▸ PAGE:
▶

She used education and her writing to empower women. A journalist and author of several books, most notably Women in the Nineteenth Century (based on an 1843 Dial article expanded in 1845, three years before the Seneca Falls convention), Fuller argued for the enfranchisement of women and the emancipation of humanity from confining gender roles. She appealed to the Transcendentalist ideals - promoting cultivation of the individual, an Emersonian self-reliance, and a reform impulse - as a means to feminist empowerment. Having struggled to support her family following the death of her father, Fuller was keenly aware of the societal inadequacies that did not recognize women’s equality with men. To improve their condition, women needed “legal protection.” Fuller argued for their recognition as full citizens, and, further, as autonomous individuals and sexual beings.

◀

▸ TASKS TO PERFORM:
A) According to the passage on Fuller, what did women need in order to improve their condition?
B) For each statement, answer yes or no according to the passage on Fuller, and quote the words that decide it. (i) The 1843 Dial article behind Women in the Nineteenth Century was expanded in 1845. (ii) Women in the Nineteenth Century came out after the Seneca Falls convention. (iii) Fuller struggled to support her family after her mother died.

▸ DATASET SECTION:

▶

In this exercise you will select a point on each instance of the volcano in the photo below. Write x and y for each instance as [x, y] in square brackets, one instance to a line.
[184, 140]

◀

▸ ANSWERS IN ORDER:
A) Women needed "legal protection."

B)
(i) Yes: "based on an 1843 Dial article expanded in 1845"
(ii) No: "three years before the Seneca Falls convention"
(iii) No: "following the death of her father"